What the task asks: Turn every line of the listing below into a numbered list, leaving out any blank lines.

Records for the exercise:
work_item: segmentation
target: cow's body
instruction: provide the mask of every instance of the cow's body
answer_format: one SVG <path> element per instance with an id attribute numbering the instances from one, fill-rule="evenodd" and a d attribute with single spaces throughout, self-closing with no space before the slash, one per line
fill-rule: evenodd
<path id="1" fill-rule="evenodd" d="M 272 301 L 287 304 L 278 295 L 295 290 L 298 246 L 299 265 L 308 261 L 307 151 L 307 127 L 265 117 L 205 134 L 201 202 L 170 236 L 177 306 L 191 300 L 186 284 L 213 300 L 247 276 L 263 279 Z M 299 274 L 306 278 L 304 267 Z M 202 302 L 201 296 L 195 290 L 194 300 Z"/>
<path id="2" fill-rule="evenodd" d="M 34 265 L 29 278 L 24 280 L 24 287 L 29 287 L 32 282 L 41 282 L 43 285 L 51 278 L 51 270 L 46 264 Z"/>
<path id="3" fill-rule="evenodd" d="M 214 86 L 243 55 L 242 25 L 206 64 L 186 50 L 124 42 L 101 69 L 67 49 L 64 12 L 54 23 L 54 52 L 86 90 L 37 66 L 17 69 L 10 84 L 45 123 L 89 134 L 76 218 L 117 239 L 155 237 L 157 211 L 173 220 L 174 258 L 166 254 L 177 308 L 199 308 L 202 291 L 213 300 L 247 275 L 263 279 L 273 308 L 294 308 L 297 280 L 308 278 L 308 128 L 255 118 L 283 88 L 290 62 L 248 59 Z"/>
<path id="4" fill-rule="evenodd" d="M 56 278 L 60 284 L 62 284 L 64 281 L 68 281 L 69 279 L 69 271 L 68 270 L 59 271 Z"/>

Exercise solution:
1. work_item: segmentation
2. target: cow's body
3. instruction: provide the mask of every instance of the cow's body
4. answer_format: one SVG <path> element per instance with an id attribute numbering the instances from one, fill-rule="evenodd" and a d attribute with single spaces throughout, self-closing with no space before the slash, one per line
5. fill-rule: evenodd
6. <path id="1" fill-rule="evenodd" d="M 272 301 L 287 304 L 278 295 L 295 290 L 298 246 L 299 265 L 308 261 L 307 151 L 307 127 L 265 117 L 205 134 L 201 202 L 170 236 L 177 306 L 191 300 L 186 284 L 213 300 L 247 276 L 263 279 Z M 299 274 L 306 278 L 304 267 Z M 202 302 L 201 296 L 195 290 L 194 300 Z"/>
7. <path id="2" fill-rule="evenodd" d="M 34 265 L 29 278 L 24 280 L 24 287 L 29 287 L 32 282 L 41 282 L 43 285 L 51 278 L 51 270 L 46 264 Z"/>
8. <path id="3" fill-rule="evenodd" d="M 214 86 L 243 55 L 242 25 L 206 64 L 186 50 L 124 42 L 101 69 L 67 49 L 64 12 L 54 23 L 54 52 L 86 90 L 37 66 L 17 69 L 10 84 L 45 123 L 89 134 L 76 218 L 117 239 L 155 237 L 157 211 L 173 220 L 174 258 L 166 254 L 177 308 L 199 308 L 202 291 L 213 300 L 247 275 L 263 279 L 273 308 L 294 308 L 297 280 L 308 278 L 308 128 L 255 118 L 283 88 L 290 62 L 248 59 Z"/>
9. <path id="4" fill-rule="evenodd" d="M 56 278 L 60 284 L 62 284 L 64 281 L 68 281 L 69 279 L 69 271 L 68 270 L 59 271 Z"/>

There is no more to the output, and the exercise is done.